▶ **Task description**:
Please reproduce, character for character, the records from the line with "Question. Indicate each instance of the red" up to and including the line with "pixel 1195 678".

── Records

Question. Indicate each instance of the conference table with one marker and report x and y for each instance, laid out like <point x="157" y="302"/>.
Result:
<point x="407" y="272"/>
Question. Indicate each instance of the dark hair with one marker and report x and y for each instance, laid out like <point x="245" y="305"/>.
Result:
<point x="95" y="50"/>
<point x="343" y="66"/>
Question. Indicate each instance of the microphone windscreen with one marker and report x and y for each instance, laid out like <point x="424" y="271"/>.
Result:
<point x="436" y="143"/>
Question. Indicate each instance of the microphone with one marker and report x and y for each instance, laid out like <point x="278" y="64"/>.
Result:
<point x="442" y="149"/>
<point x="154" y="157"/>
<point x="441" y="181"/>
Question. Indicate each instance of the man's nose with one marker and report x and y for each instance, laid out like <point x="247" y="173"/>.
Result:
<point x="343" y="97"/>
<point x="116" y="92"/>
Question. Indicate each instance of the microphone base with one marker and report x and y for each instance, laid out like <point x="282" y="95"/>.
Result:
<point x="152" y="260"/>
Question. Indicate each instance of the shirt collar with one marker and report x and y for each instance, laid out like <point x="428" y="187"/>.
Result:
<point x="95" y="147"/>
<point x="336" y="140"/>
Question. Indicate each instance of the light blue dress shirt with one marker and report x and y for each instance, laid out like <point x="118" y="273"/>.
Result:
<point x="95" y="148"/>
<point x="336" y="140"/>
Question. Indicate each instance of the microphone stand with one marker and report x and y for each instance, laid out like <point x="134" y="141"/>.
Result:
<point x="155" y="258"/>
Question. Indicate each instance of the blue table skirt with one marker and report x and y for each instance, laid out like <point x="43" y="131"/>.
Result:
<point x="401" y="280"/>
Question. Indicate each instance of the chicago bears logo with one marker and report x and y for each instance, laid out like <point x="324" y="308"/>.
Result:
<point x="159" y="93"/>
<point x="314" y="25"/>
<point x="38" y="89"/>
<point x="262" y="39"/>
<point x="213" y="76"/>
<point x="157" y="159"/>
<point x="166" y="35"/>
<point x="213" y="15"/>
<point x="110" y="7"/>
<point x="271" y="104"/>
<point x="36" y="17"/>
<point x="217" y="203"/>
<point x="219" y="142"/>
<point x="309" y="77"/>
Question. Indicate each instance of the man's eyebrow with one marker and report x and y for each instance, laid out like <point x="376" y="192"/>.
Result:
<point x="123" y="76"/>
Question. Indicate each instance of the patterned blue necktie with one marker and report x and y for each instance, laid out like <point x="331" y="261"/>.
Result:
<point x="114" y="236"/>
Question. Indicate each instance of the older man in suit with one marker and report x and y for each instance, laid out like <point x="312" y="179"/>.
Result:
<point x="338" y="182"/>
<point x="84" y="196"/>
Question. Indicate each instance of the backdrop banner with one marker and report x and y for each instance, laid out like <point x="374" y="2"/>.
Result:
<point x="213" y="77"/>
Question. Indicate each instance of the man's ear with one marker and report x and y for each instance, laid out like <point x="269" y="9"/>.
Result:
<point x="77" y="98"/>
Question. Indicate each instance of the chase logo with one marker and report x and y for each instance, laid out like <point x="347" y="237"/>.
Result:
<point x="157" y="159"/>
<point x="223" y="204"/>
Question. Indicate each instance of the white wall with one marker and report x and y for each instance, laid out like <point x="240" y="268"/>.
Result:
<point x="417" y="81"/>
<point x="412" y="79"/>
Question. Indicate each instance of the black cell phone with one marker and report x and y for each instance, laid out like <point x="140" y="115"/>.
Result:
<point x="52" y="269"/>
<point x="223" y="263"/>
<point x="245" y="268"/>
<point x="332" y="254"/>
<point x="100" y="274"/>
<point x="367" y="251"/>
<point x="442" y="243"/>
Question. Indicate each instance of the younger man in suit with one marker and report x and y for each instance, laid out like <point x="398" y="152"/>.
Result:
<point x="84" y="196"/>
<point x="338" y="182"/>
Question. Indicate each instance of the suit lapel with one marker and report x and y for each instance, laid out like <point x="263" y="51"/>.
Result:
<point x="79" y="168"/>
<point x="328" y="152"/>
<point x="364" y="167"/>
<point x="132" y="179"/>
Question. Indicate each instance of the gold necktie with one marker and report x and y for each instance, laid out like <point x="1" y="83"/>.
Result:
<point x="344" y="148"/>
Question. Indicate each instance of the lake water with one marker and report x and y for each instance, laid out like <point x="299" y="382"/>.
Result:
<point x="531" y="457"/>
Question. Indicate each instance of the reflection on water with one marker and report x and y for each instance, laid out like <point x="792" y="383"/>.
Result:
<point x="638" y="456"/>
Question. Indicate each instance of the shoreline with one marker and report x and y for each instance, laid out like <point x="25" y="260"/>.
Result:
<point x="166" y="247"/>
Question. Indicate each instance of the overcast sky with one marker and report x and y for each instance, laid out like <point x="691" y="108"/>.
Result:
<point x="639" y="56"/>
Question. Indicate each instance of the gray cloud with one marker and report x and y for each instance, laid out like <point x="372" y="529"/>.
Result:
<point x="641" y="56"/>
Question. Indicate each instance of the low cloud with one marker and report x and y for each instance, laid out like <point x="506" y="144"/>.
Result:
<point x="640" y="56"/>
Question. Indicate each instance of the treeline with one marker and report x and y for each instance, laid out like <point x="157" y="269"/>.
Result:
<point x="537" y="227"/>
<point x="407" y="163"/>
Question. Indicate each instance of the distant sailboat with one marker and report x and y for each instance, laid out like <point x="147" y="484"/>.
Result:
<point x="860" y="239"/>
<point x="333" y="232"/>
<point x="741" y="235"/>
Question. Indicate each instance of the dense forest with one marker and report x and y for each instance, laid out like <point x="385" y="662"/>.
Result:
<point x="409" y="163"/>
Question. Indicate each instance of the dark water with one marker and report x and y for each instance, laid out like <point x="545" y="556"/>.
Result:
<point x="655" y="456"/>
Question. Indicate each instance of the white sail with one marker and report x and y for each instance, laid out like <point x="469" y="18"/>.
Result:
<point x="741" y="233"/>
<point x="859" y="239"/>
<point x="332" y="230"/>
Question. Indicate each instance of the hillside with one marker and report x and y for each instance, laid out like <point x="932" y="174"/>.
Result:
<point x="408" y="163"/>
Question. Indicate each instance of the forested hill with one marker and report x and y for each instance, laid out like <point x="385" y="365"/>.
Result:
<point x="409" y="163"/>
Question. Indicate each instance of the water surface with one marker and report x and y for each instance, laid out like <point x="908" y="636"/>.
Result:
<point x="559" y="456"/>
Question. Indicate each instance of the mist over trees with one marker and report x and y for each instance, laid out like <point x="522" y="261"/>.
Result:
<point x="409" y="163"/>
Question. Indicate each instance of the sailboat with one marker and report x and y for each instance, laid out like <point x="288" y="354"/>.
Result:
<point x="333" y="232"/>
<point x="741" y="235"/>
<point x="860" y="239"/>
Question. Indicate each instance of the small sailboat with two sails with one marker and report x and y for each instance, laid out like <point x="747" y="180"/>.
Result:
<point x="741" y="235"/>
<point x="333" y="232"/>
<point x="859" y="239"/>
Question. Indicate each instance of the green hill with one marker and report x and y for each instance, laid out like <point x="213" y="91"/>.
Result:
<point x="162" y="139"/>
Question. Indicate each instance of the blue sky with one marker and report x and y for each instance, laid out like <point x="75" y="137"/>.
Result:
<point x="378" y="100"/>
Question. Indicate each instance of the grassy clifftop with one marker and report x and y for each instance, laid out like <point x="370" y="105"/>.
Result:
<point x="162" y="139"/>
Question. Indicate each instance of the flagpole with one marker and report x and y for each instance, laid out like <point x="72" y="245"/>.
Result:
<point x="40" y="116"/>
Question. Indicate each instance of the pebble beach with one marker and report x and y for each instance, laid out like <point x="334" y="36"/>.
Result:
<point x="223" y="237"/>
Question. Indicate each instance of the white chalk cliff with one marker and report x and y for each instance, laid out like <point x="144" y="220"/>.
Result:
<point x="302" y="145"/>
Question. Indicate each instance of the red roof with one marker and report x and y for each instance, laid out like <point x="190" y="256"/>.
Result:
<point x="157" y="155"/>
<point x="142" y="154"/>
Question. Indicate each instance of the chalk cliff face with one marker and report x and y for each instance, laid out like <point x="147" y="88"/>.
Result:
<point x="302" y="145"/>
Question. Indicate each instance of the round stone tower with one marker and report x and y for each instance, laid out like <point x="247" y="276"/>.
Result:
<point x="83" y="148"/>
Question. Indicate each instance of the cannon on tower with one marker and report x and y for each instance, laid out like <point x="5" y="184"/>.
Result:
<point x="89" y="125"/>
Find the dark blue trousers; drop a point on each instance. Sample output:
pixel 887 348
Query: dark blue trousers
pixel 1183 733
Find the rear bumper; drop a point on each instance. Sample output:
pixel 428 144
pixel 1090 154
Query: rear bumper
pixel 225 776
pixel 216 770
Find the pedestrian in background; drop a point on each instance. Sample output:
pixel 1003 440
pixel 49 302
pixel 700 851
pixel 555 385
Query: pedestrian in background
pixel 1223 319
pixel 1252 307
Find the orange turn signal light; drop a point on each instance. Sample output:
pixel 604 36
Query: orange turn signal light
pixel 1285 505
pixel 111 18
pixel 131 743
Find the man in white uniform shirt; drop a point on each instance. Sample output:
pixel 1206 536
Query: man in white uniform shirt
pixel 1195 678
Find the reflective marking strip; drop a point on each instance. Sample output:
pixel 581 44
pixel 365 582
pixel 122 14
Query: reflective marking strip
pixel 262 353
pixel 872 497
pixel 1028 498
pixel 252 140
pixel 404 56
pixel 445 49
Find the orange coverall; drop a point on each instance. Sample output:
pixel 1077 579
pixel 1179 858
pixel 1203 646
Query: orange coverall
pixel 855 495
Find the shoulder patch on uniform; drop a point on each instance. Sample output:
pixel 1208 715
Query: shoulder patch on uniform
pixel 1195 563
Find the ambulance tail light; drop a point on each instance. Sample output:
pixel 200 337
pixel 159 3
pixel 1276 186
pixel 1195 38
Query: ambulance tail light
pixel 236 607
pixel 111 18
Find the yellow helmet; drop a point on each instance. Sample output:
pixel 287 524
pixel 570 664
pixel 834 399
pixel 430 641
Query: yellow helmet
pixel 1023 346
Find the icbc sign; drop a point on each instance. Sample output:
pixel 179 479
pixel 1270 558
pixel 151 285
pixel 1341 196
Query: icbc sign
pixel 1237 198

────

▶ **Exercise solution**:
Question. Indicate each instance of the red roof with one marker and report x and y for each instance, laid out like <point x="190" y="256"/>.
Result:
<point x="157" y="155"/>
<point x="142" y="154"/>
Question. Indicate each instance of the chalk cliff face with one marker and report x and y for each instance, laid out like <point x="147" y="88"/>.
Result:
<point x="302" y="145"/>
Question. Indicate each instance of the round stone tower with one marker and report x and y for each instance, laid out like <point x="247" y="276"/>.
Result:
<point x="83" y="148"/>
Question. Indicate each instance of the cannon on tower with one marker and report x and y for each instance, laid out like <point x="5" y="184"/>.
Result:
<point x="89" y="125"/>
Find the dark blue trousers; drop a point on each instance. Sample output:
pixel 887 348
Query: dark blue trousers
pixel 1183 733
Find the rear bumper; drop a point on each instance. Sample output:
pixel 428 144
pixel 1090 154
Query: rear bumper
pixel 225 776
pixel 216 770
Find the pedestrian in background; drop a point on each instance. Sample output:
pixel 1003 440
pixel 49 302
pixel 700 851
pixel 555 385
Query: pedestrian in background
pixel 1223 319
pixel 1252 307
Find the orange turn signal light; drop a point on each instance. Sample output:
pixel 604 36
Query: orange turn signal light
pixel 1285 505
pixel 111 18
pixel 131 743
Find the man in white uniform shirt; drop a point on each instance. Sample output:
pixel 1206 536
Query: man in white uniform shirt
pixel 1195 678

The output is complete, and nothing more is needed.